**TESTO FORNITO**
------------------------
Maierà, ore 5:40
Cari amici, è da un pò di tempo
che non scrivo, il tempo vola, le giornate passano senza accorgersene, e tra le
tante cose da fare, qualcuna poi resta solo un’idea, un progetto. Ma per
“fortuna” ci sono notti come queste, notti durante le quali non riesci a
dormire perché il caffè gentilmente offertoti da tua cognata non ti aiuta ad adagiarti
tra le braccia di Morfeo. Allora capisci che è il momento giusto per riprendere
un discorso lasciato in sospeso, per dedicarti a quel che stai pensando da
tempo.
In questo mio post voglio
parlarvi di uno dei monumenti più antichi di Maierà: la Chiesa di San Giacomo. Ad alcuni sembrerà strano sentire questo
nome, tutti conosciamo la Chiesa Madre,
dedicata a Santa Maria del Piano, la cappella della Madonna del Carmine e la
chiesa di San Pietro, ma nessuno di noi è mai andato a Messa a San Giacomo. Se
invece di chiesa iniziassi a parlare dello “scarazzo” di Scifò (la buonanima di
Angelo Ritondale), allora la cosa inizierebbe a farsi un po’ più chiara. Lo
scarazzo, ovvero il ricovero per le capre o le pecore, posto vicino al
cimitero, infatti è proprio la Chiesa in questione.
Ciò che vi resta, ciò che
vediamo, rappresenta uno dei monumenti più antichi presenti sul nostro
territorio. Stiamo parlando dell’VIII secolo d.C., uno dei periodi più floridi
per l’area alto tirrenica e soprattutto più vivace per ciò che riguarda il
cristianesimo meridionale. Numerosi gruppi di monaci orientali costretti all’esodo
da Bisanzio a causa delle lotte iconoclaste seguite all’editto di Leone III
l’Isaurico (717-740) e continuate dai suoi successori, cercarono rifugio nel
sud Italia. In Calabria i monaci italo-greci apparvero fin dal VI-VII sec. d.C,
in seguito all’invasione araba della Siria e della Palestina. Una seconda
ondata si ebbe nell’VIII secolo proprio a causa dell’iconoclastia. L’ultima
immigrazione si ebbe dalla Sicilia tra il IX e il X secolo, in seguito
all’occupazione araba dell’isola, la quale determinò una concentrazione di
monaci nella stessa Calabria, in Puglia
e in Basilicata, che sotto la guida di San Nilo da Rossano raggiunsero una
perfetta organizzazione in comunità. Fu così che prese il via l’imponente fenomeno
del monachesimo calabro-greco chiamato anche Basiliano in onore del suo
fondatore San Basilio Magno (+ 379).
------------------------
**ELENCO DELLE VOCI**
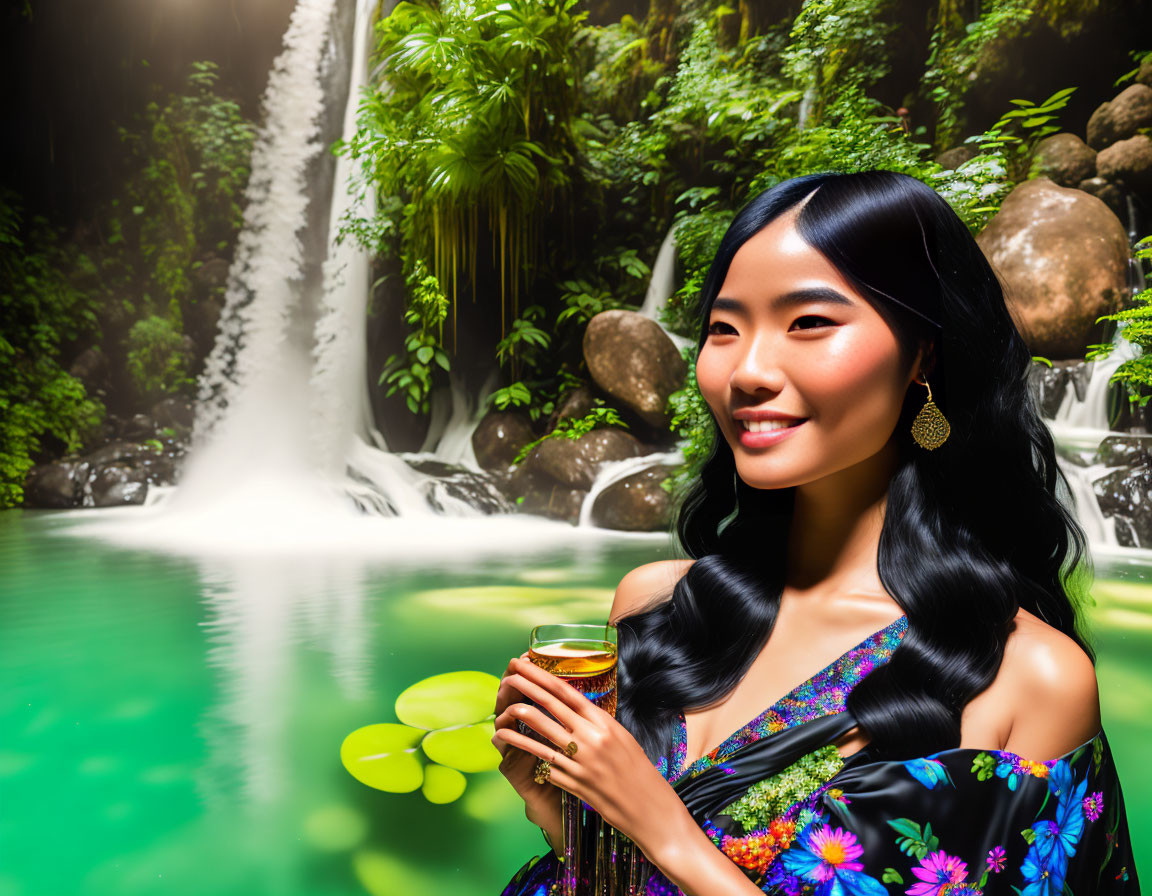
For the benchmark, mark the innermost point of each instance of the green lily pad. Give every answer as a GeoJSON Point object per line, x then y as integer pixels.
{"type": "Point", "coordinates": [447, 700]}
{"type": "Point", "coordinates": [468, 749]}
{"type": "Point", "coordinates": [385, 757]}
{"type": "Point", "coordinates": [384, 874]}
{"type": "Point", "coordinates": [442, 784]}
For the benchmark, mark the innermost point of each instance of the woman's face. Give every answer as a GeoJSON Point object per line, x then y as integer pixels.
------------------------
**ESERCIZI**
**A.** Riscrivi in forma di elenco puntato, più breve, il paragrafo del testo sulla Chiesa di San Giacomo che comincia con «Ciò che vi resta, ciò che vediamo», conservandone i fatti principali.
**B.** Riproduci senza alcuna modifica il tratto del testo sulla Chiesa di San Giacomo che va da «In questo mio» fino a «Chiesa in questione.».
**C.** Secondo il testo sulla Chiesa di San Giacomo, che cos'è uno «scarazzo»?

**SOLUZIONI**
**A.**
- Ciò che resta della chiesa è uno dei monumenti più antichi del territorio e risale all'VIII secolo d.C., periodo florido per l'area alto tirrenica e vivace per il cristianesimo meridionale.
- Molti monaci orientali, esuli da Bisanzio per le lotte iconoclaste seguite all'editto di Leone III l'Isaurico (717-740), si rifugiarono nel sud Italia.
- In Calabria i monaci italo-greci arrivarono in tre ondate: nel VI-VII secolo dopo l'invasione araba di Siria e Palestina, nell'VIII secolo a causa dell'iconoclastia e tra il IX e il X secolo dalla Sicilia occupata dagli Arabi.
- Concentrati in Calabria, Puglia e Basilicata, sotto la guida di San Nilo da Rossano si organizzarono in comunità.
- Nacque così il monachesimo calabro-greco, detto anche Basiliano in onore del fondatore San Basilio Magno (+ 379).

**B.**
In questo mio post voglio
parlarvi di uno dei monumenti più antichi di Maierà: la Chiesa di San Giacomo. Ad alcuni sembrerà strano sentire questo
nome, tutti conosciamo la Chiesa Madre,
dedicata a Santa Maria del Piano, la cappella della Madonna del Carmine e la
chiesa di San Pietro, ma nessuno di noi è mai andato a Messa a San Giacomo. Se
invece di chiesa iniziassi a parlare dello “scarazzo” di Scifò (la buonanima di
Angelo Ritondale), allora la cosa inizierebbe a farsi un po’ più chiara. Lo
scarazzo, ovvero il ricovero per le capre o le pecore, posto vicino al
cimitero, infatti è proprio la Chiesa in questione.

**C.** È il ricovero per le capre o le pecore.